▸ **EXERCISE OBJECTIVE**
Only the lines from the one with "Request query: baboon's mouth" to the end of the data below should be returned, each exactly as it stands.

DATASET EXTRACT: Begin

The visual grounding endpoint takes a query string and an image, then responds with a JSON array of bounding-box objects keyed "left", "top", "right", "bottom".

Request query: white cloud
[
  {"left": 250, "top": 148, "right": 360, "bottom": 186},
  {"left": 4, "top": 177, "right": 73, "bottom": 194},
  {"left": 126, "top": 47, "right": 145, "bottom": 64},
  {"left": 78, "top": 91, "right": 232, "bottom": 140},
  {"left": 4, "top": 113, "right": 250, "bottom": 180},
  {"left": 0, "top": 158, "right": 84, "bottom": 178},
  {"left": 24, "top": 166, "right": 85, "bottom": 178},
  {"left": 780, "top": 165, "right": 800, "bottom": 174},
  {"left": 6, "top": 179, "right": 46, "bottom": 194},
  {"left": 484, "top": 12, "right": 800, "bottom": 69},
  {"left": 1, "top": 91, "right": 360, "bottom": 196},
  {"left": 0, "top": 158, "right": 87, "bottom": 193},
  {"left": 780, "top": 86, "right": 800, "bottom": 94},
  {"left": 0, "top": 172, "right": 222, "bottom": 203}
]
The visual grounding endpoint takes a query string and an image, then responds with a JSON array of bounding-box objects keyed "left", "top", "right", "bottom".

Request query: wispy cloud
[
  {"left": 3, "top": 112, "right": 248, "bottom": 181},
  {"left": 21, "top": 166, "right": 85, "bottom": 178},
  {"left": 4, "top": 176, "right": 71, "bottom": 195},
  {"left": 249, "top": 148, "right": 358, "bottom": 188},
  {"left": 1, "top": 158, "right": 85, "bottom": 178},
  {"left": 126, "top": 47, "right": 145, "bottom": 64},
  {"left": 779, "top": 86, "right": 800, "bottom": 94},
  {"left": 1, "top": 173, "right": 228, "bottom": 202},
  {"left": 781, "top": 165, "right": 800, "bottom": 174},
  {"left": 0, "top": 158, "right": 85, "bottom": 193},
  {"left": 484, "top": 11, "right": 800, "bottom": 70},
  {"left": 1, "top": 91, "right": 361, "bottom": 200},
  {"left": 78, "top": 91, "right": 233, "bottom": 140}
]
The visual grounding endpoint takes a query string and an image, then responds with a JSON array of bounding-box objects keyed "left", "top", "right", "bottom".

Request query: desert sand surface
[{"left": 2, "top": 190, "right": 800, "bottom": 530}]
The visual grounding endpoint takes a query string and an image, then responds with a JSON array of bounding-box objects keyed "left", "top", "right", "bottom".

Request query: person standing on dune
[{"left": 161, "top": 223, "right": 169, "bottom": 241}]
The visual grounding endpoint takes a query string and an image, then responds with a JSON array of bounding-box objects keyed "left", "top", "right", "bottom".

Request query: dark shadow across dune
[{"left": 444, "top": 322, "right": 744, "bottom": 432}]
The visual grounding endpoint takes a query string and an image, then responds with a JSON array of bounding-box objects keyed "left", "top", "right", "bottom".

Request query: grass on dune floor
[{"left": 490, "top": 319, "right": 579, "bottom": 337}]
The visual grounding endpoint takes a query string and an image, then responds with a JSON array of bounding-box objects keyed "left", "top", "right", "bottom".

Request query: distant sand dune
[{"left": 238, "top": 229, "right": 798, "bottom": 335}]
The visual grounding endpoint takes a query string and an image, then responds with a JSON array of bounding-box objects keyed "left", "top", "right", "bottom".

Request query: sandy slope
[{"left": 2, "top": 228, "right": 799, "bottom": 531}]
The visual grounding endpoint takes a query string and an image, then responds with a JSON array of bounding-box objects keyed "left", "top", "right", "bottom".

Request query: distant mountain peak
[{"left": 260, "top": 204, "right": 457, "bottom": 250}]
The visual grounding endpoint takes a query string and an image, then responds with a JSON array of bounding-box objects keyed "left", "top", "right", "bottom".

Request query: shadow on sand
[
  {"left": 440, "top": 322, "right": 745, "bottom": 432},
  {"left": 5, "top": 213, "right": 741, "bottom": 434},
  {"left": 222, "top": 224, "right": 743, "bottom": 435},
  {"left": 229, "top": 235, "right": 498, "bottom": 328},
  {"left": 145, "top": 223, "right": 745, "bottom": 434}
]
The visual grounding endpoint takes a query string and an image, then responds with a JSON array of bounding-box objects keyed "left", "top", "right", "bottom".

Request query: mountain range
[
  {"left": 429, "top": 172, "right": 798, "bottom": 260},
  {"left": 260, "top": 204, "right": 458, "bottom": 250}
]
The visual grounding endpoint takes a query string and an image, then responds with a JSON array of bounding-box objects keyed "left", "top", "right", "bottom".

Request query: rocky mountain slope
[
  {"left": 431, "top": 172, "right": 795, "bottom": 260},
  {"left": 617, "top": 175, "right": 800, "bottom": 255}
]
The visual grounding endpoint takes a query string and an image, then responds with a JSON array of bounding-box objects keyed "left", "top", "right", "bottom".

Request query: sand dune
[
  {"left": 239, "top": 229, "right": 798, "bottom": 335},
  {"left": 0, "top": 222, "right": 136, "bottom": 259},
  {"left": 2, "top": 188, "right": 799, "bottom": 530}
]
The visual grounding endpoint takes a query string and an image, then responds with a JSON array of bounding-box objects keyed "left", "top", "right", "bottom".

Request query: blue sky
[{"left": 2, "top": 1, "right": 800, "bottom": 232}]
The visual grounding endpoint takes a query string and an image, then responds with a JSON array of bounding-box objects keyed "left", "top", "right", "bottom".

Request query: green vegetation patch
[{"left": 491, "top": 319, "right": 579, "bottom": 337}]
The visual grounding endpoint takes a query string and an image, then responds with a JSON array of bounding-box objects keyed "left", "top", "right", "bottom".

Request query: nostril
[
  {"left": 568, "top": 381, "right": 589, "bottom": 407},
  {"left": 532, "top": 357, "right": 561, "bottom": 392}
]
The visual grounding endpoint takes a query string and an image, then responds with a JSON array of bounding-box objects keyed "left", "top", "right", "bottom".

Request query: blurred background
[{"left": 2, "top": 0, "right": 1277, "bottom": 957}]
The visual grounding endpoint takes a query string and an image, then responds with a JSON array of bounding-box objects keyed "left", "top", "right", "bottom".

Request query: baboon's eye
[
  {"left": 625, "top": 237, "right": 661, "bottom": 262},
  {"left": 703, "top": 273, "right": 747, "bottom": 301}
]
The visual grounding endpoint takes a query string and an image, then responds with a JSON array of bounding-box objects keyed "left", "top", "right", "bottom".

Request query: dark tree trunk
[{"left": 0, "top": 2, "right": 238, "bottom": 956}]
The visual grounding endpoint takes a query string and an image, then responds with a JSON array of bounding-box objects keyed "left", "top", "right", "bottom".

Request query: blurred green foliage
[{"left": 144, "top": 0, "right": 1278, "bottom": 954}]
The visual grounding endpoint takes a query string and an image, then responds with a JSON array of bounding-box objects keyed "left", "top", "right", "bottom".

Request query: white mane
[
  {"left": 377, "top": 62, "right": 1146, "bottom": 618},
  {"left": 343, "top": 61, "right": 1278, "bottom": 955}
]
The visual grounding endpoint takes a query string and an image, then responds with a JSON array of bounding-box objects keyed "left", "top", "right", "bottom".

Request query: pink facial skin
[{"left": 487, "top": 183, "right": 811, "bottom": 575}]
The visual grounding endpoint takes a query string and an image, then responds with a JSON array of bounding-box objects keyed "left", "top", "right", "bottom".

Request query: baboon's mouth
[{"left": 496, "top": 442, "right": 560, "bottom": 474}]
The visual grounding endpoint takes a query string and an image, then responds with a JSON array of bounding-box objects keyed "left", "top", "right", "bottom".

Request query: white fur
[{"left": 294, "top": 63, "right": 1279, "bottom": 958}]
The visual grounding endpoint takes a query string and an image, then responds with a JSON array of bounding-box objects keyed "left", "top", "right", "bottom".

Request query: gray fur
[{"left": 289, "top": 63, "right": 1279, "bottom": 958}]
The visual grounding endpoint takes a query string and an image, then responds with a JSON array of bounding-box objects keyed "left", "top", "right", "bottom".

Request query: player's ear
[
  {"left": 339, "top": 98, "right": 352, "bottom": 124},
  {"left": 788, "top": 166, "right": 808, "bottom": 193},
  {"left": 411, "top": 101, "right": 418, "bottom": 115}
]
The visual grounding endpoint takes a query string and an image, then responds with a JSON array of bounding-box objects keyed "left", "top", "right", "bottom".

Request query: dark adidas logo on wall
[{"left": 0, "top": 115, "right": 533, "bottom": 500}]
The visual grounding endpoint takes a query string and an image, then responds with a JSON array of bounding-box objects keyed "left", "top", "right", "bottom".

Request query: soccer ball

DATASET EXTRACT: End

▸ **REPLY**
Request query: baboon's mouth
[{"left": 496, "top": 442, "right": 560, "bottom": 474}]
The visual grounding endpoint takes a query string and an image, then responds with a JSON array of bounding-box objects keyed "left", "top", "right", "bottom".

Request query: white fur
[{"left": 294, "top": 63, "right": 1279, "bottom": 958}]
The visual grounding endpoint takes a query string and an image, then responds with a JSON array of bounding-box objects keyed "left", "top", "right", "bottom".

Request query: gray fur
[{"left": 289, "top": 63, "right": 1279, "bottom": 958}]
The visual grounding endpoint takes a query string and an image, then responds with a JSON array of bounding-box objects keyed "left", "top", "right", "bottom".

Request query: player's ear
[
  {"left": 339, "top": 98, "right": 352, "bottom": 124},
  {"left": 788, "top": 166, "right": 808, "bottom": 193},
  {"left": 411, "top": 101, "right": 418, "bottom": 115}
]
The visual grounding endpoint takes a query string and an image, then responds with a JSON array of bounding-box objects keyed "left", "top", "right", "bottom".

Request query: dark adidas logo on wall
[{"left": 0, "top": 115, "right": 533, "bottom": 500}]
The visual grounding endpoint takes a query string and an image, then responds with a JSON array of bounding-box objects keyed "left", "top", "right", "bottom".

Request query: soccer ball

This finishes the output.